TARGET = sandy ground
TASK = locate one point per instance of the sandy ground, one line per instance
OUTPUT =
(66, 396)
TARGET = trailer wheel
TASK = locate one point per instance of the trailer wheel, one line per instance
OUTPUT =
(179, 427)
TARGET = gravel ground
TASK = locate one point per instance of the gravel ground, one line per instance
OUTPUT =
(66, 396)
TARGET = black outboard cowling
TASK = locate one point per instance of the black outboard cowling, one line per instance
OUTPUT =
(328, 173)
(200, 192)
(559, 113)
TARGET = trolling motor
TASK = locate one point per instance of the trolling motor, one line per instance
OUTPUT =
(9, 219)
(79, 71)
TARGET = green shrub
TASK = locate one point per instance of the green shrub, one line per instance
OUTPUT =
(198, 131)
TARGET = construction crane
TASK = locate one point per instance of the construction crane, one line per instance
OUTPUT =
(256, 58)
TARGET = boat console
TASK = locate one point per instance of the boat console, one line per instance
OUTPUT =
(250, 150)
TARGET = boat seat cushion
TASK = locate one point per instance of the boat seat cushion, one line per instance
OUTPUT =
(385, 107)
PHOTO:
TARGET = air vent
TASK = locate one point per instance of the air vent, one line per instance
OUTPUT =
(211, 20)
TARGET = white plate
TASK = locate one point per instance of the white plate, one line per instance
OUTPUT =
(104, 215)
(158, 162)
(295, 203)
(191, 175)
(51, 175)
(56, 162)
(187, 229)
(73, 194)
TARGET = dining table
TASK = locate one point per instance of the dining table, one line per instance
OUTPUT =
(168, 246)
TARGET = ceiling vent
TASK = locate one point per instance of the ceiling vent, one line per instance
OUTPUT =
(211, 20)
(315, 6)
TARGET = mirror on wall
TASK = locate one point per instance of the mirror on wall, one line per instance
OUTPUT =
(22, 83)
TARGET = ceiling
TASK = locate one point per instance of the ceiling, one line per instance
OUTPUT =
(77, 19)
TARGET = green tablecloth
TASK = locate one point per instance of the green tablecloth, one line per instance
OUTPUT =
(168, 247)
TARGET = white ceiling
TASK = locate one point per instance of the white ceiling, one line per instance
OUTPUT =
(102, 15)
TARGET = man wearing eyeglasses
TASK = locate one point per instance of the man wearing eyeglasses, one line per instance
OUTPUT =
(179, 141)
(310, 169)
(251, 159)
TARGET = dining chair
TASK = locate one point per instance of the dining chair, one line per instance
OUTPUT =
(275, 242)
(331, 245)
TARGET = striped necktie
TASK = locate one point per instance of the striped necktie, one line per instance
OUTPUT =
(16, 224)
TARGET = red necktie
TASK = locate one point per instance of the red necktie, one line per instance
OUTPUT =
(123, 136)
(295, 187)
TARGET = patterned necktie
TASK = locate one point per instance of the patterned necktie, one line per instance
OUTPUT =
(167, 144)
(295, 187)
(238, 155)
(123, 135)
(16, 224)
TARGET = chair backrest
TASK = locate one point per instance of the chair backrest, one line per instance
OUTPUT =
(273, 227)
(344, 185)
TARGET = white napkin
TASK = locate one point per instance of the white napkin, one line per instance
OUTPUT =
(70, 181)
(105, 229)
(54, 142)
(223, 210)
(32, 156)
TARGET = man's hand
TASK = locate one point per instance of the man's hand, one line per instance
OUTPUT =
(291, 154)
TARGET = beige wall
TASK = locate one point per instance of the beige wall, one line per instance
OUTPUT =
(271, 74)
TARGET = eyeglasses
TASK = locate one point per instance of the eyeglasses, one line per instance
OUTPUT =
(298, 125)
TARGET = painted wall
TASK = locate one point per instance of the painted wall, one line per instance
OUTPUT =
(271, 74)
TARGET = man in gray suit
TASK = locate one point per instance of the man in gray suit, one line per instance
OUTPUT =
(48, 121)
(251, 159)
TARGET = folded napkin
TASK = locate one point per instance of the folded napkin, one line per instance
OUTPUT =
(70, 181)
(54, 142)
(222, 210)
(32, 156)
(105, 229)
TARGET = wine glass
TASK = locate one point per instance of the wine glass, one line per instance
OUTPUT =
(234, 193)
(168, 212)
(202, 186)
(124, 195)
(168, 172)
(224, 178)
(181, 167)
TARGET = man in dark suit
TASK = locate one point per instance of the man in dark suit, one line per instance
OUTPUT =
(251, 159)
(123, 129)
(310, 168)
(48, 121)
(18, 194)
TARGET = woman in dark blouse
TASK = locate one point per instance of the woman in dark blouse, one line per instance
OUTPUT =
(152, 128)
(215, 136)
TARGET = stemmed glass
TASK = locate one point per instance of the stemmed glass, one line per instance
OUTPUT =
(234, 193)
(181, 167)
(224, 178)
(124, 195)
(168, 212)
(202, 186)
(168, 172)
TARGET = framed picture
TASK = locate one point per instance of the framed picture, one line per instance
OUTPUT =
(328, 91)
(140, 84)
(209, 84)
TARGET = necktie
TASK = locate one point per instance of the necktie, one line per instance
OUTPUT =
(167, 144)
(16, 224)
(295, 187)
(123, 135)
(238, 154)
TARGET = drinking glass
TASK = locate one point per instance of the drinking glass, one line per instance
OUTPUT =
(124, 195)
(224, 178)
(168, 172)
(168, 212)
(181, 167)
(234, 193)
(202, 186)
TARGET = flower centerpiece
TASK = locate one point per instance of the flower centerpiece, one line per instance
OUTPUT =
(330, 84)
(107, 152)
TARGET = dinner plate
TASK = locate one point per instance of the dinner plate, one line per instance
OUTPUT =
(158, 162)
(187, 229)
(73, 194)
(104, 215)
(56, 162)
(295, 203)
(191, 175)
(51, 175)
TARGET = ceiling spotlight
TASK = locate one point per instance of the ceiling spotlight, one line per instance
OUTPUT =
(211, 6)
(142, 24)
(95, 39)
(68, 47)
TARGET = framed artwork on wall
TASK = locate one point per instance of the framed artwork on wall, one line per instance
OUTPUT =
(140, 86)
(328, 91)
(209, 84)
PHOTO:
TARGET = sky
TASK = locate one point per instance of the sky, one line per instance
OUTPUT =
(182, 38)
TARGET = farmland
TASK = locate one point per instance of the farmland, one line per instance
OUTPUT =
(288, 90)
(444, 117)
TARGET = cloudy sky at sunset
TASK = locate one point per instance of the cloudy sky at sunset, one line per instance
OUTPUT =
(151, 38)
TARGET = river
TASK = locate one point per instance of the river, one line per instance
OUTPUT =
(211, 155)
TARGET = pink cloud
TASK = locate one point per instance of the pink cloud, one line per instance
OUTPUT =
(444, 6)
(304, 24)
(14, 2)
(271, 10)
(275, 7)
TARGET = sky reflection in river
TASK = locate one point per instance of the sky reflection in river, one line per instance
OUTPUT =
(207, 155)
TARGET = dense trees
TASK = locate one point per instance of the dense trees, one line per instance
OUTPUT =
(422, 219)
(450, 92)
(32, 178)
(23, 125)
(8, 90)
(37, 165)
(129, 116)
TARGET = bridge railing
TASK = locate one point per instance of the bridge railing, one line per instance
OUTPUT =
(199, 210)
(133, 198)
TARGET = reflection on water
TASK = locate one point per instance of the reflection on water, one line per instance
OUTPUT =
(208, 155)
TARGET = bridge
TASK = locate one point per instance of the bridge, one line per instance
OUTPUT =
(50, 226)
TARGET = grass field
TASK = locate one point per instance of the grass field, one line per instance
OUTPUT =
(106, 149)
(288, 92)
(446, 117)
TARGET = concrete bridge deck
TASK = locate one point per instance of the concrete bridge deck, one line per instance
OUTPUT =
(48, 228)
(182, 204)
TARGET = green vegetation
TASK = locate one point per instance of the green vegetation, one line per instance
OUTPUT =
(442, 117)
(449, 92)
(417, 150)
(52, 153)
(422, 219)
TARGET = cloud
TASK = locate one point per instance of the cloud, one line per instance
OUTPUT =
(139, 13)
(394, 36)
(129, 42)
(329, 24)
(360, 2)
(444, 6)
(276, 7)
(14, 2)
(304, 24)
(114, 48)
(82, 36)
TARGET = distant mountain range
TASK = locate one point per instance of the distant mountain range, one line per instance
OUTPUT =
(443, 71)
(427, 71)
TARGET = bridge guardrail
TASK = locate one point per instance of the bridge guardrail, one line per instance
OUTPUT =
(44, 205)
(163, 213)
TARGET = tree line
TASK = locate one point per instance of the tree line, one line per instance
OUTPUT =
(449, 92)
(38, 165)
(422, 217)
--
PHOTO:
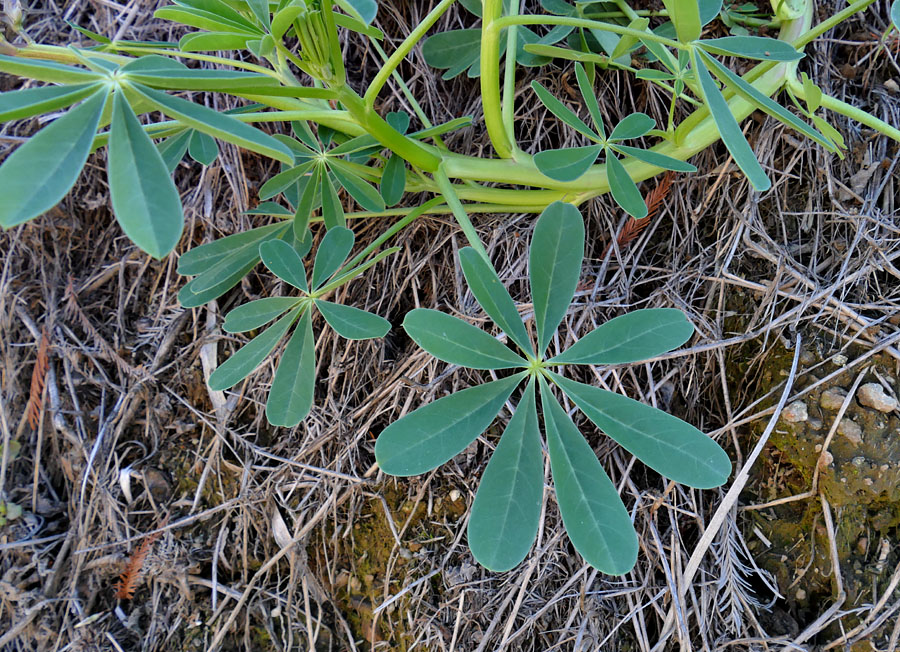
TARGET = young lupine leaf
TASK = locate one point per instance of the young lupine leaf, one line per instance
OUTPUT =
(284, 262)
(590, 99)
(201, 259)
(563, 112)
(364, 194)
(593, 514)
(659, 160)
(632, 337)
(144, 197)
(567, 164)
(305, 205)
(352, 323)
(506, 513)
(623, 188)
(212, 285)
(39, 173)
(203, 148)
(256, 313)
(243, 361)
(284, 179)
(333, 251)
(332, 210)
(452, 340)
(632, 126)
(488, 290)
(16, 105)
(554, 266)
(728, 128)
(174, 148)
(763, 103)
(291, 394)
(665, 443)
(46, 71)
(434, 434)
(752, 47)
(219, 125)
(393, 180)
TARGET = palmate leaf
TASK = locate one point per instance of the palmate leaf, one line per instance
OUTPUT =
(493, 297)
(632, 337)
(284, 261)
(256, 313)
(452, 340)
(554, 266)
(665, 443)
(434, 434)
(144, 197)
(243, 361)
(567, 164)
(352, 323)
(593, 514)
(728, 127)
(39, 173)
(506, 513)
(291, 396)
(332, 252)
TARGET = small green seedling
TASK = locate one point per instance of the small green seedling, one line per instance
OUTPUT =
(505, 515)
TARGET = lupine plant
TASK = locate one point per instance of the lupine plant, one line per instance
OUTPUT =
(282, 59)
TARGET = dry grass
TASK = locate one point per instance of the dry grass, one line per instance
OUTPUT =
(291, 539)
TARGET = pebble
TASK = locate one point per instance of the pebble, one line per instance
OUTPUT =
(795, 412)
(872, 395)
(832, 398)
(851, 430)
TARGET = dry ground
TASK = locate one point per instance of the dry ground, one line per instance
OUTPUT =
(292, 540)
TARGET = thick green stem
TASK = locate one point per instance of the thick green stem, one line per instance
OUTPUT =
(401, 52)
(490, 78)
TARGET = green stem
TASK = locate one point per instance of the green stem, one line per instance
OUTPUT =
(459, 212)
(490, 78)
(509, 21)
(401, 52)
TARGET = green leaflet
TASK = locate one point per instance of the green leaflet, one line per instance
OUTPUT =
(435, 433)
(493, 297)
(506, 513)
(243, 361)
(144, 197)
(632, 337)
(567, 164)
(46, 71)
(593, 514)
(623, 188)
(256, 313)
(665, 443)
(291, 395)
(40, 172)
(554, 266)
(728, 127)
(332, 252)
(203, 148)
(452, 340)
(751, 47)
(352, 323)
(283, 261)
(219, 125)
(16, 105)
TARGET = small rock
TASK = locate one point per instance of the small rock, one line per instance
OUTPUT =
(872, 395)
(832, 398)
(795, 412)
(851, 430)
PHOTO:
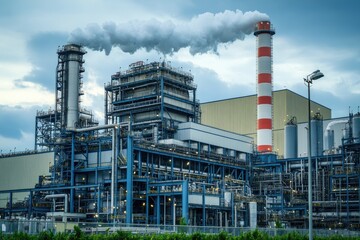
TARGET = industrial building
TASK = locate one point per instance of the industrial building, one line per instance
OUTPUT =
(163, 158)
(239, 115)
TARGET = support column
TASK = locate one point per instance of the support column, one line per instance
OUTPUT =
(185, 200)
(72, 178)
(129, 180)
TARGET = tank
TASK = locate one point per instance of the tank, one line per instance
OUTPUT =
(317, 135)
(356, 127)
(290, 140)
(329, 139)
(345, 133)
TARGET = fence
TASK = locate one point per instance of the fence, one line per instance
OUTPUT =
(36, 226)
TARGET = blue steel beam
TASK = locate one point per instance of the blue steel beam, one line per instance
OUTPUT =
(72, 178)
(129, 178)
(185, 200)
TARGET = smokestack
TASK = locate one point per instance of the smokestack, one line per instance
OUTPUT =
--
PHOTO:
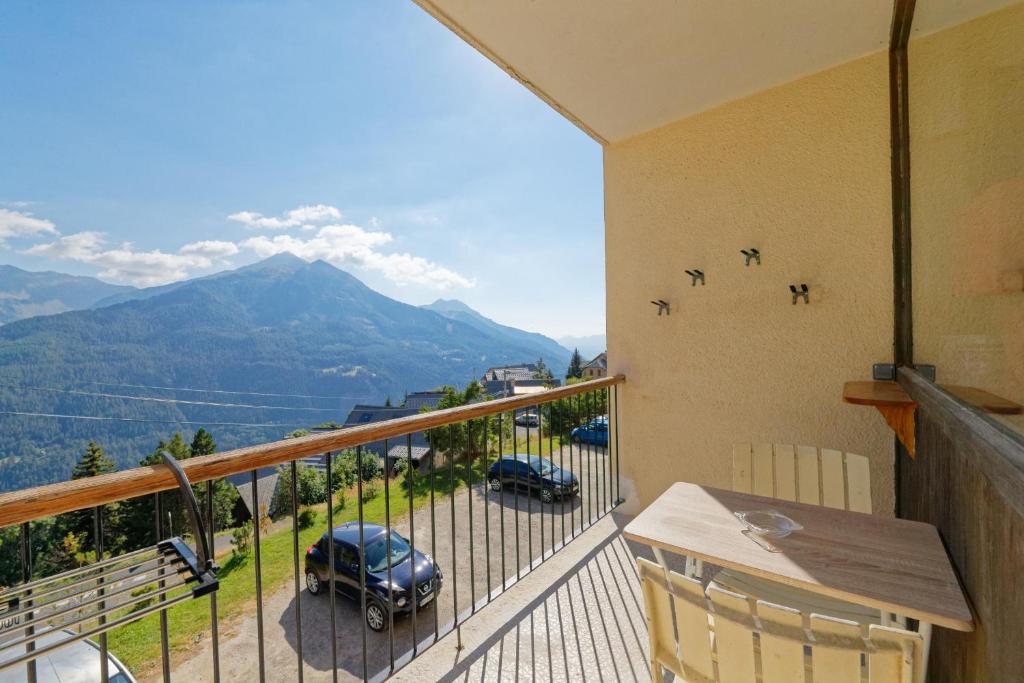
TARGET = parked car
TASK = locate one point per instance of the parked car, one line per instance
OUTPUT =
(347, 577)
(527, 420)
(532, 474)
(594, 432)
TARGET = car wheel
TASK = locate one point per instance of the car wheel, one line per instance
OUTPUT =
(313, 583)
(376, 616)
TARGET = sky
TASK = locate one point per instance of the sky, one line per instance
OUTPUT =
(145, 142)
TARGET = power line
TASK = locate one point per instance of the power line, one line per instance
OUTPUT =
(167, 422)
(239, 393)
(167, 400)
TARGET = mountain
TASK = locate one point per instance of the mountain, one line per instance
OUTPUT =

:: Exercise instructions ::
Find every line in the items above that contains the word "suit", and copy each of those lines.

:: Answer in full ::
TARGET = man in gray suit
TASK = locate one point per instance of the man in gray suit, one line per instance
TARGET = man in dark suit
TASK = locate one point per instance of the man in dark suit, one line per instance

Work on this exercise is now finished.